▶ **STATED GOAL**
Continue the Recycle Bin passage below from its last sentence.

The Recycle Bin is a flexible place, willing to enlarge itself, as necessary, to accept your recently deleted files. By default, the space allocated by Windows for the Recycle Bin is up to 10 percent of your hard-drive space. If you think about it, that's a ton of space.
The Recycle Bin is constructed so that it keeps whatever ends up there until you manually delete it (or until the allocated disk space fills up). If the disk space fills up, then the oldest files in the Recycle Bin are deleted to make way for the newer items. If you have 8 GB (or more) set aside for the Recycle Bin, the sheer size of the allocated area means you're wasting a lot of disk space.
The solution is to change the amount of disk space allocated to the Recycle Bin:
Right-click the Recycle Bin icon and choose Properties. Windows displays the Properties dialog box for the Recycle Bin. The dialog box contains a tab named Global and one tab for each system drive.

▶ **DATASET EXCERPT**
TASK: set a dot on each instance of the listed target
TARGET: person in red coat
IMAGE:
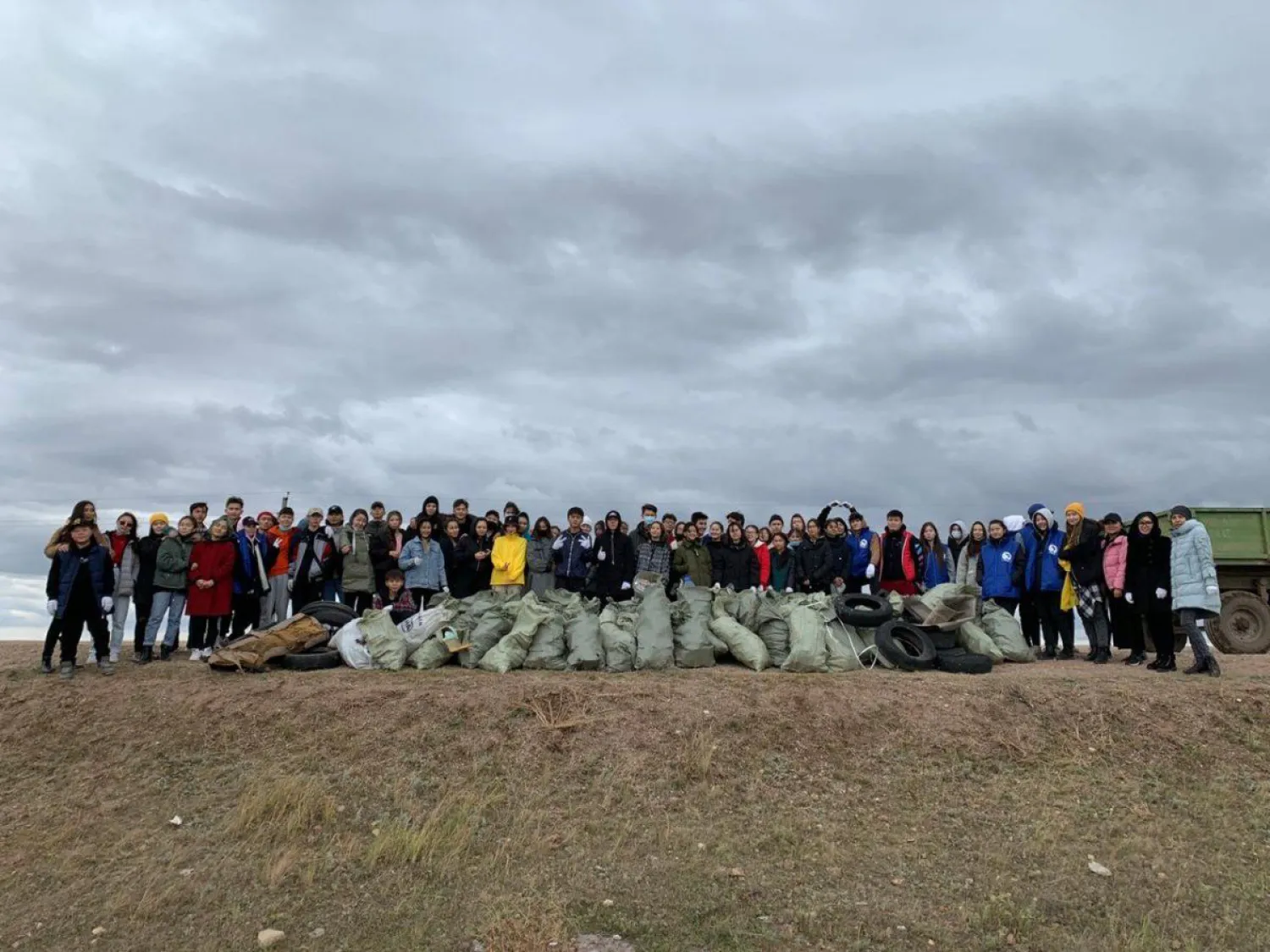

▶ **EXERCISE RESULT**
On the Global tab, select the Use One Setting for All Drives option. You can configure your drives independently, but most people have no need to.
Use the slider to specify a smaller percentage of your hard drive for Recycle Bin space. If you have a large drive or several large drives, consider setting the slider as low as one percent. (Remember that one percent of 80GB is 800MB. That's still a large block of disk space for the Recycle Bin.)
Click OK.
How does resizing the Recycle Bin help unclutter your system? Simple: When Windows doesn't need to track as many deleted files, the operating system is more responsive.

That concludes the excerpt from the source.